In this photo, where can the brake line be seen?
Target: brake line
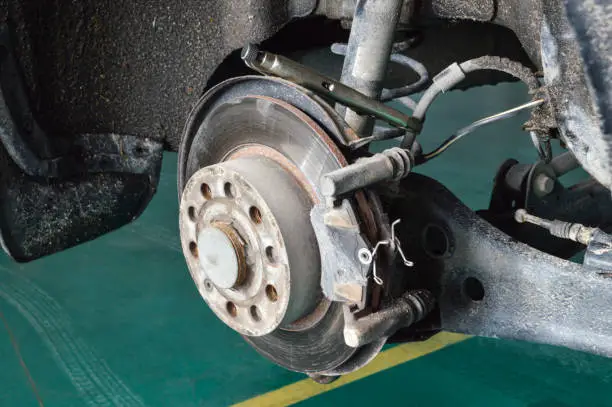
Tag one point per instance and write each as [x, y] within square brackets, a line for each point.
[479, 123]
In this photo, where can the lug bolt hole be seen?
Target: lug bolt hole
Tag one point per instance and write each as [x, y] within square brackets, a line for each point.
[271, 254]
[193, 248]
[231, 309]
[254, 311]
[229, 190]
[206, 192]
[271, 293]
[255, 215]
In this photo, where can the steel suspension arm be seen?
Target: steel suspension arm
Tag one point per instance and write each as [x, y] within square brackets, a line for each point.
[488, 284]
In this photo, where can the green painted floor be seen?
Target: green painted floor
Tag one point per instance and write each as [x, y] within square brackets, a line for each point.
[118, 322]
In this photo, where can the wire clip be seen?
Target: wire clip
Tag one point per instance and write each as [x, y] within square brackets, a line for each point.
[367, 257]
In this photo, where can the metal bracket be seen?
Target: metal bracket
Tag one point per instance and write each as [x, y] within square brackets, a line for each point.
[343, 277]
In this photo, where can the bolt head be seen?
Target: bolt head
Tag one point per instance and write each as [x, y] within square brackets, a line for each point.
[543, 184]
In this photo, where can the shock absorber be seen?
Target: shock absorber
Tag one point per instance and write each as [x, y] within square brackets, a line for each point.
[367, 56]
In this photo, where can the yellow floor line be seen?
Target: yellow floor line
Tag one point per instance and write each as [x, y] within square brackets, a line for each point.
[305, 389]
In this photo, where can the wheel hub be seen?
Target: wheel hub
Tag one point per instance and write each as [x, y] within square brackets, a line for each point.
[248, 244]
[268, 119]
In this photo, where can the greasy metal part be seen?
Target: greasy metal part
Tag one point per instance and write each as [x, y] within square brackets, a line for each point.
[565, 230]
[599, 251]
[230, 121]
[488, 284]
[277, 65]
[343, 277]
[360, 358]
[587, 202]
[402, 312]
[367, 57]
[401, 93]
[574, 38]
[543, 184]
[564, 163]
[390, 165]
[57, 192]
[264, 205]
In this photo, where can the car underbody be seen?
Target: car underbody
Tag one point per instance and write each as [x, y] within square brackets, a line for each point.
[314, 249]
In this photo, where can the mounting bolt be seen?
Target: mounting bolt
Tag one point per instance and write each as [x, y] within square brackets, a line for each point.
[543, 184]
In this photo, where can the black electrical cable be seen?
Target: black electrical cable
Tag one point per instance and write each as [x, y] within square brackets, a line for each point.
[469, 129]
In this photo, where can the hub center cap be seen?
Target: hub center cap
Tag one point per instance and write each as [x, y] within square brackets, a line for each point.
[222, 255]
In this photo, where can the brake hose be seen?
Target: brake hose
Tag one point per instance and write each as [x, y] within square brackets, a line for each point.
[455, 73]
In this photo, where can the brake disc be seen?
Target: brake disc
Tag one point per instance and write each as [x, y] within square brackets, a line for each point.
[250, 165]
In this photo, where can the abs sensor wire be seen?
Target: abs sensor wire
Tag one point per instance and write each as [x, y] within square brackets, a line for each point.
[469, 129]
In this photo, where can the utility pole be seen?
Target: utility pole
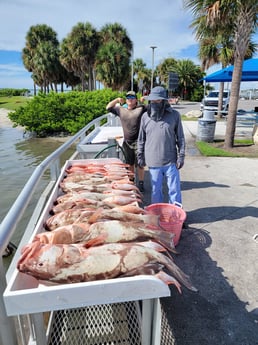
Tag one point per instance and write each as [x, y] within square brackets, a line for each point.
[152, 69]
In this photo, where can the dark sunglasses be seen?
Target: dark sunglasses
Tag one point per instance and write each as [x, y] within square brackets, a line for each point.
[130, 97]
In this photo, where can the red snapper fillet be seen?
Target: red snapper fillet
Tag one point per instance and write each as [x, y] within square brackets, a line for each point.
[113, 231]
[74, 263]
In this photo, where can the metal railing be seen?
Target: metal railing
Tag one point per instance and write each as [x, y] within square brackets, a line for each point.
[12, 218]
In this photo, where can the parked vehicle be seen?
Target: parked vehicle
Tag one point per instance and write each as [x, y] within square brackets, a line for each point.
[210, 102]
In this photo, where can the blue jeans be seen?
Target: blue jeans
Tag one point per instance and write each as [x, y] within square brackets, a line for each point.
[171, 173]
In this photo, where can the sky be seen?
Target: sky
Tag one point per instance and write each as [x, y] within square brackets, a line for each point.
[164, 24]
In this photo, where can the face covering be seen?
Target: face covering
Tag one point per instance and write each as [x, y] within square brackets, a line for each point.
[156, 111]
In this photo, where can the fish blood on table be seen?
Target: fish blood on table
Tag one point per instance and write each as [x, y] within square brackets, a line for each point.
[97, 230]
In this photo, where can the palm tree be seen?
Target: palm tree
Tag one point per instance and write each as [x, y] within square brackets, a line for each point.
[40, 54]
[112, 66]
[113, 58]
[188, 75]
[142, 74]
[238, 20]
[78, 52]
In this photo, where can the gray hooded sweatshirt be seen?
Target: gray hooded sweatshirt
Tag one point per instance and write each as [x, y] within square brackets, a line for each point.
[161, 142]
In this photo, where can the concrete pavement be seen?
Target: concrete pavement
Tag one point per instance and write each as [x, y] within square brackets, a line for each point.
[218, 250]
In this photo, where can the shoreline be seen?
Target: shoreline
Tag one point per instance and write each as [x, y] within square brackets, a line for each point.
[4, 119]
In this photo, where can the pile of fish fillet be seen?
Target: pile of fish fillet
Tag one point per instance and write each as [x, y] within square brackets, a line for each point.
[96, 230]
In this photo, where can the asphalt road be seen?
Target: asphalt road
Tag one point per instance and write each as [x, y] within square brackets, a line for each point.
[218, 250]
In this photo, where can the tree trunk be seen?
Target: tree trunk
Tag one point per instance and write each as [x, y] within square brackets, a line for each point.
[233, 103]
[220, 102]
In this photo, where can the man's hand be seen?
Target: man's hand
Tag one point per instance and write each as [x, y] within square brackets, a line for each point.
[180, 163]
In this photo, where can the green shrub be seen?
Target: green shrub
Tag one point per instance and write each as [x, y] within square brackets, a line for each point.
[53, 113]
[13, 92]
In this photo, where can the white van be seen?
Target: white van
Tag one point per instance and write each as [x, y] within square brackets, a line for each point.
[210, 102]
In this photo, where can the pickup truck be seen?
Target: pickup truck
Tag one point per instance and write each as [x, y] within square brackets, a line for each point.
[210, 102]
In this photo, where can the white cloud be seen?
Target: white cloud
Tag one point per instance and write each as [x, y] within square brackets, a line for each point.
[164, 23]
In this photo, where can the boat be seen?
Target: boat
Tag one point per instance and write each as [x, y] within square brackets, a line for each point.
[106, 311]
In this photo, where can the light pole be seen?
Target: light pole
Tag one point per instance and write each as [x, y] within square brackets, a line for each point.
[152, 69]
[132, 71]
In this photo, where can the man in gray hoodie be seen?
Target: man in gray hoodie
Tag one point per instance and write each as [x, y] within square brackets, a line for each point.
[161, 146]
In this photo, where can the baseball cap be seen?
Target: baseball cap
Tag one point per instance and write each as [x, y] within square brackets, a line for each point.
[130, 94]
----------
[Exercise instructions]: Reproduce every line of the records above word for word, leaving out the pictures.

[Right answer]:
In this photo, where can the brake line be seen?
Target: brake line
Tag one point per instance and write each as [x, y] within square brackets, a line for each point.
[479, 123]
In this photo, where can the lug bolt hole be seen?
Target: lug bolt hole
Tag one point per instance and write each as [x, y] within square brackets, a line for each point.
[271, 254]
[193, 248]
[231, 309]
[254, 311]
[229, 190]
[206, 192]
[271, 293]
[255, 215]
In this photo, where can the steel suspension arm be seen?
Target: steel suspension arm
Tag one point per instance and write each as [x, y] within square brackets, a line for each point.
[488, 284]
In this photo, where can the green painted floor be seen?
Target: green painted floor
Tag one point per instance and write each as [x, y] within square brackets, a line for each point.
[118, 322]
In this photo, where can the wire clip be seen?
Target: wire clip
Tag one point per instance and write each as [x, y] within square brackets, a line for each point.
[367, 257]
In this photo, where can the metal bracket be seen?
Target: metal bracket
Tag one point per instance and write each as [x, y] within square brackets, a line for each point.
[343, 277]
In this photo, where can the bolt head be seen?
Target: bolt head
Tag one point per instance and write each as [x, y] within square brackets, a line for each point.
[543, 184]
In this photo, where can the shock absorber be seen?
Target: shock absorber
Tag one point per instance and write each as [x, y] within square brackets, a line for each point.
[367, 56]
In this photo, where can the yellow floor line be seen?
Target: yellow floor line
Tag one point per instance and write each as [x, y] within square brackets, a line for each point.
[305, 389]
In this photo, where can the wheel hub be seen?
Target: wheel hub
Tag one point per instance and write each as [x, y] within square brackets, a line for each point.
[248, 244]
[268, 119]
In this photo, where can the greasy metal part be seen?
Target: greasy metal part
Tag one point per instance and write each as [x, y] within square brackets, a line for each point.
[565, 230]
[599, 251]
[230, 121]
[488, 284]
[277, 65]
[343, 277]
[360, 358]
[587, 202]
[402, 312]
[367, 57]
[401, 93]
[574, 38]
[543, 184]
[564, 163]
[390, 165]
[57, 192]
[264, 205]
In this photo, where can the car underbody be seen?
Target: car underbody
Tag one point per instance and write each as [x, y] within square brackets, a line for each point.
[314, 249]
In this photo, where can the mounting bolt be seen?
Target: mounting bolt
Tag one point per instance and write each as [x, y] within square brackets, a line for each point.
[543, 184]
In this photo, where can the black electrical cable be seen?
Target: black electrical cable
Tag one point per instance and write each as [x, y] within square brackets, a line for each point.
[469, 129]
In this photo, where can the hub center cap be seen?
Target: hub center cap
Tag one point per instance and write each as [x, y] within square brackets, a line for each point.
[222, 255]
In this photo, where can the brake hose be seen?
Target: brake hose
Tag one point per instance and write each as [x, y] within square brackets, a line for each point.
[455, 73]
In this photo, where can the brake disc be seen?
Target: brake disc
Tag one point per instance and write each as [x, y] within square brackets, a line for each point.
[250, 165]
In this photo, where can the abs sensor wire be seen?
Target: abs sensor wire
Tag one point per instance and write each as [x, y] within square brackets, a line for each point.
[469, 129]
In this photo, where can the utility pole be seen?
Target: utility pole
Tag one point per instance and write each as [x, y] within square brackets, a line for each point.
[152, 69]
In this photo, where can the dark sunglasses be seen?
Target: dark sunglasses
Tag one point per instance and write each as [x, y] within square brackets, a line for each point.
[130, 97]
In this photo, where can the red snapper fillet be seen?
Target: red snapper fillet
Tag one point per instance and write each as [x, y] within square brackets, a line for each point.
[113, 231]
[74, 263]
In this photo, where can the metal railing be seen?
Target: metal railing
Tag one point per instance and write each as [x, y] within square brackets, a line for each point.
[12, 218]
In this photo, where can the parked vehicle be seen?
Target: parked vehicle
Tag one point per instance and write each as [x, y] within square brackets, a line for each point.
[210, 102]
In this photo, where can the blue jeans be seen?
Target: blue jeans
Tag one point per instance and write each as [x, y] within square brackets, a line for each point.
[171, 173]
In this photo, where can the sky be seen?
Target: sky
Tag one point per instance and write each as [x, y] within square brackets, a line for each point.
[164, 24]
In this photo, where can the face covering be seen?
Target: face covering
Tag one point per instance and write each as [x, y] within square brackets, a line for each point.
[156, 111]
In this photo, where can the fish blood on table be seen?
Target: fish blood on table
Tag one point per instance and write each as [x, y] within square brackets, a line for each point.
[97, 230]
In this photo, where can the palm tree be seen?
Target: palm tree
Tag one point per instance and write each as [x, y] within square brackets, a line for each point.
[40, 54]
[112, 66]
[113, 58]
[188, 75]
[142, 74]
[238, 20]
[78, 52]
In this photo, where can the gray hooded sweatshirt be seen?
Target: gray hooded sweatshirt
Tag one point per instance and write each as [x, y] within square brackets, a line for each point.
[161, 142]
In this photo, where can the concrete pavement be seen?
Target: concrete pavement
Tag one point per instance and write each as [x, y] within square brackets, a line for each point.
[218, 250]
In this photo, where can the shoreline be seen?
Target: shoreline
Tag one point per instance and write each as [x, y] within square brackets, a line for each point.
[4, 119]
In this photo, where can the pile of fish fillet be seen?
Target: pile of fish fillet
Tag one point per instance and write each as [x, y] within square brackets, a line for each point.
[96, 230]
In this photo, where can the asphalt road be seen?
Target: asphalt road
Tag one point per instance and write each as [x, y] within square brackets, a line for each point.
[218, 250]
In this photo, where can the tree trunk be seen?
Target: tree trunk
Tag one point per instance and write each as [x, y] within square brackets, a line for each point.
[233, 103]
[220, 102]
In this photo, where can the man's hand be seen?
Target: man's hand
Tag one point per instance and write each as [x, y] within square brackets, a line for each point.
[180, 163]
In this photo, where can the green shrub be seen?
Target: green shrub
Tag one point per instance and write each as [x, y] within square brackets, a line for each point.
[53, 113]
[13, 92]
In this photo, where can the white van be seen?
Target: white van
Tag one point per instance and write each as [x, y] within square brackets, a line for each point.
[210, 102]
In this photo, where can the pickup truck be seen?
Target: pickup truck
Tag one point per instance and write each as [x, y] within square brackets, a line for each point.
[210, 102]
In this photo, where can the white cloud be seen?
Target: white cloud
Tag one point per instance and write each as [x, y] within square brackets, a line for each point.
[164, 23]
In this photo, where can the boat be seen?
Target: boat
Tag one point per instance and write each as [x, y] within square brackets, a line for each point.
[106, 311]
In this photo, where can the light pole be seen?
Target: light pole
Tag one point per instance and write each as [x, y] within square brackets, a line for each point.
[152, 69]
[132, 71]
In this photo, where can the man in gray hoodie be seen?
Target: man in gray hoodie
Tag one point per instance and write each as [x, y] within square brackets, a line for each point.
[161, 146]
In this photo, where can the baseball cap be seen?
Target: baseball cap
Tag one point per instance and write each as [x, y] within square brackets, a line for each point.
[130, 94]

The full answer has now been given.